**DOCUMENT TEXT**
# Unusual demand?



## NavaBoerFarm (Dec 15, 2012)

So far this month I've had 8 strangers knock on my door wanting meat goats. I live on a dead end road so hardly anyone knows we have goats and I've never had so many people come knocking on my door for goats. Is anyone else experiencing this?


----------



## ksalvagno (Oct 6, 2009)

Is there an ethnic holiday coming up?


----------



## TDG-Farms (Jul 12, 2013)

Its word of mouth or a neighbor or a friend with goats has point them in your direction. I get random calls and visitors asking for meat goats of which we rarely have more then 10 a year and they go fast. Its funny watching their reaction when they ask how much one of the doe kids would be. Telling em $400.00 pretty much sends em on their way


----------



## NavaBoerFarm (Dec 15, 2012)

TDG-Farms said:


> Its word of mouth or a neighbor or a friend with goats has point them in your direction. I get random calls and visitors asking for meat goats of which we rarely have more then 10 a year and they go fast. Its funny watching their reaction when they ask how much one of the doe kids would be. Telling em $400.00 pretty much sends em on their way


Haha yeah I get people wanting my breeding does for meat. All my wethers go fast so a lot Of people ask about the bigger goats. It's almost like they don't understand why I don't have goats for sale if there are so many goats wandering the pasture.


----------



## NavaBoerFarm (Dec 15, 2012)

ksalvagno said:


> Is there an ethnic holiday coming up?

**EXERCISE 1**
From the forum thread on meat goat demand, extract the passage starting with "# Unusual demand?" and going on through "(Oct 6, 2009)".
**EXERCISE 2**
List every distinct username that appears as a post author in the forum thread on meat goat demand.
**EXERCISE 3**
Proceed with the forum thread on meat goat demand from the point at which it stops.

**DATASET EXTRACT**
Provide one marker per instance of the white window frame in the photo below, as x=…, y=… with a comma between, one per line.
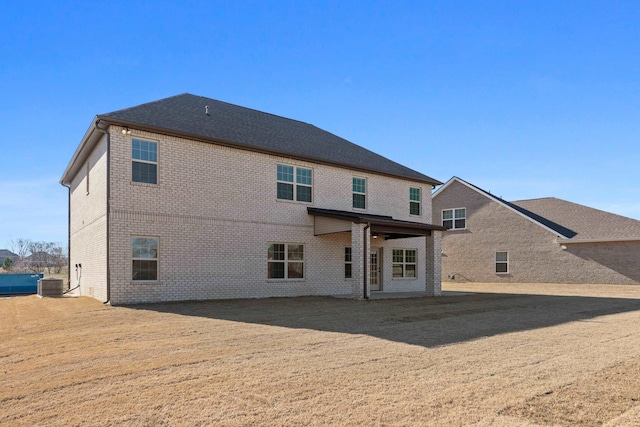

**RESULT 1**
# Unusual demand?



## NavaBoerFarm (Dec 15, 2012)

So far this month I've had 8 strangers knock on my door wanting meat goats. I live on a dead end road so hardly anyone knows we have goats and I've never had so many people come knocking on my door for goats. Is anyone else experiencing this?


----------



## ksalvagno (Oct 6, 2009)

**RESULT 2**
NavaBoerFarm, ksalvagno, TDG-Farms

**RESULT 3**
Not that I know of. Either way all my wethers sell before the ethnic or big holidays anyways


----------



## Hurkett_Hill_Farm (Jan 12, 2014)

I too get asked about meat goats but then had a hard time selling a doeling I had last summer (?). They are all dairy breeds (alpine & togs). Thinking about breeding my dairy girls to boer for heavier meat kids. We milk for our own use, cheese etc but wanted to make the kids more marketable. Does anyone have any experience with that? One doe we have is quite small for an alpine so I don't think that would be a good idea for her. How much do you sell your kids for? I live in northern Ontario near Thunder Bay but we have an increasing ethnic goat meat market emerging. 
It is -32C here this morning, good thing our barn is insulated. Run 2 heat lamps, 4 goats and 30 chickens. Usually doesn't get below -3 in the barn. Quite snug!


----------



## NavaBoerFarm (Dec 15, 2012)

I think breeding your does to a boer buck is a great idea. maybe even keep a doeling around see how she turns out.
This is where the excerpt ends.